Copy each line below without leaving any out.

════════════════

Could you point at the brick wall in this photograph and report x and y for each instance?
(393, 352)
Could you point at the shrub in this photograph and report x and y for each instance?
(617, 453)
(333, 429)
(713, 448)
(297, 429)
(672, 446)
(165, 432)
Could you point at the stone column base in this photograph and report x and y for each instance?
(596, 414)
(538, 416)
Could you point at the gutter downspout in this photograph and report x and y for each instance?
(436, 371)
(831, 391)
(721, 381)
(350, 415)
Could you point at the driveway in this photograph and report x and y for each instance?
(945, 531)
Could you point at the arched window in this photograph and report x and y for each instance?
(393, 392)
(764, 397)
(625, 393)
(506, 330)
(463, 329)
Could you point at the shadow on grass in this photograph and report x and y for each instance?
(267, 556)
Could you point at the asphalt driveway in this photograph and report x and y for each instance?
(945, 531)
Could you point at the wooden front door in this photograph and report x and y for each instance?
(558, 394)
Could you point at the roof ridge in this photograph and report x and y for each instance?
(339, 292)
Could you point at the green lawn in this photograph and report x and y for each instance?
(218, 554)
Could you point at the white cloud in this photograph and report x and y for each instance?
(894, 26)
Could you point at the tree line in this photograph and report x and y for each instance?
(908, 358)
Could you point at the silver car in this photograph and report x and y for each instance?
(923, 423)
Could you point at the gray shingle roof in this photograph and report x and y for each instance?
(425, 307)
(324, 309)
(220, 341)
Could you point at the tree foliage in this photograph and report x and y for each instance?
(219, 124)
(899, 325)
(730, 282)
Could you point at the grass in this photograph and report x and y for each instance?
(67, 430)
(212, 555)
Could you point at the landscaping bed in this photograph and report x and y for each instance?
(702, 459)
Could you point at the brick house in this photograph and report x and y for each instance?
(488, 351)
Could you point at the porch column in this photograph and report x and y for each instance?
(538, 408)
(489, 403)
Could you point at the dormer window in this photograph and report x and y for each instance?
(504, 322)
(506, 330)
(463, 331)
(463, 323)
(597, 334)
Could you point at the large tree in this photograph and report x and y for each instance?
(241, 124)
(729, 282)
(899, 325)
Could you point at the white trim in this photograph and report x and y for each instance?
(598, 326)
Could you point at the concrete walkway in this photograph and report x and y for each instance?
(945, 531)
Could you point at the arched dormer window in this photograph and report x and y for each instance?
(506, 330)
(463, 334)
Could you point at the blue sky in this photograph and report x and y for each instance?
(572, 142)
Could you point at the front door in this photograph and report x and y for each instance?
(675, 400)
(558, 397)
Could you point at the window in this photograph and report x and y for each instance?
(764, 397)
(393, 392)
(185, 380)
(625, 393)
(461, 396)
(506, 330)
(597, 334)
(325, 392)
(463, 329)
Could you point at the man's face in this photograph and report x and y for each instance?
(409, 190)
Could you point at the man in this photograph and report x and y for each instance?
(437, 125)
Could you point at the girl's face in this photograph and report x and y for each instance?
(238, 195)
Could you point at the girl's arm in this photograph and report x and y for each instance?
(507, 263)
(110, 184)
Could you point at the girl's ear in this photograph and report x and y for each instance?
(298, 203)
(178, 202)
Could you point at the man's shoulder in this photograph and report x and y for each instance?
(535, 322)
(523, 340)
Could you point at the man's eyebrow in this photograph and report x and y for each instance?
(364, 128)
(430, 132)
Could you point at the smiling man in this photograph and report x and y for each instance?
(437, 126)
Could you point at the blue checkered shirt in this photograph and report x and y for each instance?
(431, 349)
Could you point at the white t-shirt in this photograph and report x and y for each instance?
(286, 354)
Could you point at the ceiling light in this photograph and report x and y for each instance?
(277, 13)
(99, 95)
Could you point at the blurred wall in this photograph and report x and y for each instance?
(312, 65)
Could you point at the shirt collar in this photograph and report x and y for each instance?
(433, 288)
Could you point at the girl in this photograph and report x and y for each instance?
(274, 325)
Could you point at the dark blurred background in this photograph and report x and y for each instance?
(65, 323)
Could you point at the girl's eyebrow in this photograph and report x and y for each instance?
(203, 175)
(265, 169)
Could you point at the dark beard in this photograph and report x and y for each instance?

════════════════

■ **Response to this task**
Could you point at the brick wall in this photograph and report x and y for each instance?
(393, 352)
Could you point at the shrub in this photograph and report x and y for each instance?
(617, 453)
(333, 429)
(713, 448)
(297, 429)
(672, 446)
(165, 432)
Could you point at the stone column base in this photograph and report x and y for each instance?
(596, 414)
(538, 416)
Could you point at the gutter downspout in this photograph and report x and y for each instance?
(436, 371)
(831, 391)
(721, 381)
(350, 415)
Could you point at the driveway in this photograph and report x and y for each instance?
(945, 531)
Could you point at the arched window in this photograph and report x and y for each instance?
(393, 392)
(764, 397)
(625, 393)
(506, 330)
(463, 329)
Could you point at the shadow on grass in this photograph and report x and y for each instance?
(267, 556)
Could you point at the asphalt driveway in this photograph and report x and y for each instance?
(945, 531)
Could you point at the wooden front door in this photograph and report x and y for each instance?
(558, 394)
Could you point at the roof ridge in this photograph and report x and y for each instance?
(339, 292)
Could you point at the green lawn in this photograph and report x and y for each instance?
(218, 554)
Could you point at the white cloud in this photograph and report x and y for each instance?
(894, 26)
Could you point at the tree line in this photograph and report x and y for each instance?
(908, 358)
Could you point at the silver car in this photograph and report x and y for each instance?
(923, 423)
Could you point at the gray shingle roof in this photograph and report x and y for each instance?
(425, 307)
(324, 309)
(220, 341)
Could you point at the tree foliage in this photograph and report x and y for each instance?
(219, 124)
(899, 325)
(730, 282)
Could you point at the grass in this photograph and report x and y for each instance?
(67, 430)
(212, 555)
Could you point at the landscaping bed in this photograph and report x and y for each instance?
(702, 459)
Could you point at the brick house in this photograph and report x and y for each instance?
(488, 351)
Could you point at the porch column in this photograph and report x and y for each instance?
(538, 408)
(489, 403)
Could you point at the dormer window in this photograph and report x and y for each instance?
(504, 322)
(506, 330)
(463, 331)
(463, 323)
(597, 334)
Could you point at the large tree in this photograph and report x and y for each instance?
(241, 124)
(729, 282)
(899, 325)
Could you point at the white trim in this photograph and report x and y for each instance?
(598, 326)
Could you point at the concrete walkway in this photograph and report x and y for each instance?
(945, 531)
Could you point at the arched dormer window in this photograph and report x and y for each instance?
(506, 330)
(463, 334)
Could you point at the blue sky in this photograph and report x and y for each instance?
(572, 142)
Could you point at the front door in this photograph and report x and y for each instance?
(675, 400)
(558, 397)
Could you point at the window in this photograph and report x and y for each instance?
(764, 397)
(393, 392)
(185, 380)
(625, 393)
(461, 396)
(506, 330)
(597, 334)
(325, 392)
(463, 329)
Could you point at the man's face in this photograph and report x and y for each instance?
(409, 190)
Could you point at the man in this photograph and report x and y for each instance?
(437, 125)
Could you point at the girl's face in this photograph and report x and y for each instance?
(238, 195)
Could you point at the girl's arm in this photograph and report x and y for each instance?
(507, 263)
(110, 184)
Could you point at the girl's ear in this photograph and report x and y for each instance?
(298, 203)
(178, 202)
Could you point at the man's shoulder in this photograph and report x and y for each instance?
(535, 322)
(523, 340)
Could you point at the man's eyebrow in this photograph and report x and y for each instance?
(364, 128)
(430, 132)
Could you point at the smiling man in this photograph and report x and y for each instance?
(437, 126)
Could you point at the blue checkered shirt in this photograph and report x and y for each instance?
(431, 349)
Could you point at the white t-shirt in this photograph and report x and y for each instance?
(286, 354)
Could you point at the ceiling light in this photograph and report x and y for each instance?
(277, 13)
(99, 95)
Could you point at the blurred wall in this photograph and report x and y for each instance?
(312, 65)
Could you point at the shirt collar in this photograph and report x and y for each instance?
(433, 288)
Could you point at the girl in this photograph and report x and y for each instance?
(274, 325)
Could you point at the dark blurred background in this photograph and report x and y for each instance?
(65, 323)
Could you point at the girl's eyebrow in this photograph and report x and y for each instance?
(203, 175)
(265, 169)
Could you point at the dark beard in this photograph and report x and y for each instance?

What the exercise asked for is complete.